> **About this task**:
Exactly as they appear, set down all of the records.

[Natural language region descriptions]
:::

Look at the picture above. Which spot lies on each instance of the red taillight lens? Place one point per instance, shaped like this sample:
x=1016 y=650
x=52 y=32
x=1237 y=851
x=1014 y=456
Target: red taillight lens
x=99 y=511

:::

> **Answer space**:
Look at the picture above. Which spot lies on each instance of the red taillight lens? Place one point per instance, shaped like this sample:
x=1016 y=650
x=52 y=32
x=1237 y=851
x=1014 y=456
Target: red taillight lens
x=99 y=511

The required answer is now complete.